#### To do:
Reproduce the lines below word for word, but leave the pictures out of your answer.

○ ○ ○

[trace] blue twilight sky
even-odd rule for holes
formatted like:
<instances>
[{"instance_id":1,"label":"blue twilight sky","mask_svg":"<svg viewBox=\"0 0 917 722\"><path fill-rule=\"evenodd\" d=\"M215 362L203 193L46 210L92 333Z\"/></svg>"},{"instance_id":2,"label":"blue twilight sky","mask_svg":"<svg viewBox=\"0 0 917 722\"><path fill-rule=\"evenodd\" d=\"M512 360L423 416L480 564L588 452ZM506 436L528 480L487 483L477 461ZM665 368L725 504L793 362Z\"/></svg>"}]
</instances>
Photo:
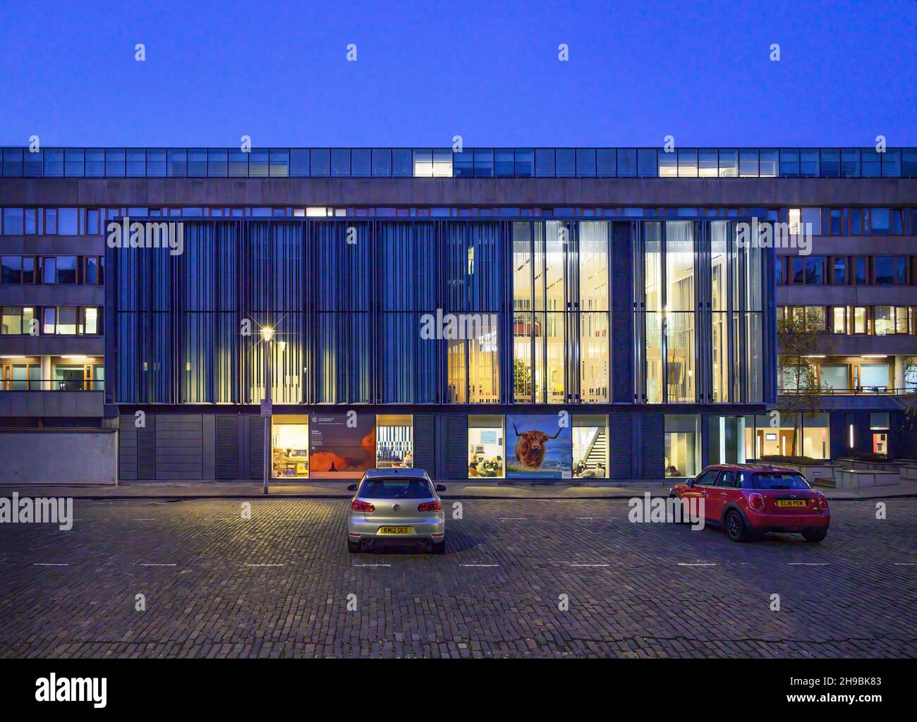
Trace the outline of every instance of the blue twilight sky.
<instances>
[{"instance_id":1,"label":"blue twilight sky","mask_svg":"<svg viewBox=\"0 0 917 722\"><path fill-rule=\"evenodd\" d=\"M914 0L0 0L0 145L913 146L915 128Z\"/></svg>"}]
</instances>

○ ○ ○

#### Full output:
[trace] blue twilight sky
even-odd rule for holes
formatted like:
<instances>
[{"instance_id":1,"label":"blue twilight sky","mask_svg":"<svg viewBox=\"0 0 917 722\"><path fill-rule=\"evenodd\" d=\"M215 362L203 193L46 210L92 333Z\"/></svg>"},{"instance_id":2,"label":"blue twilight sky","mask_svg":"<svg viewBox=\"0 0 917 722\"><path fill-rule=\"evenodd\" d=\"M512 360L423 416L480 564L588 452ZM506 436L528 480L487 483L477 461ZM665 368L725 504L793 362Z\"/></svg>"}]
</instances>
Photo:
Trace the outline of every instance of the blue twilight sky.
<instances>
[{"instance_id":1,"label":"blue twilight sky","mask_svg":"<svg viewBox=\"0 0 917 722\"><path fill-rule=\"evenodd\" d=\"M914 0L0 0L0 145L913 146L915 128Z\"/></svg>"}]
</instances>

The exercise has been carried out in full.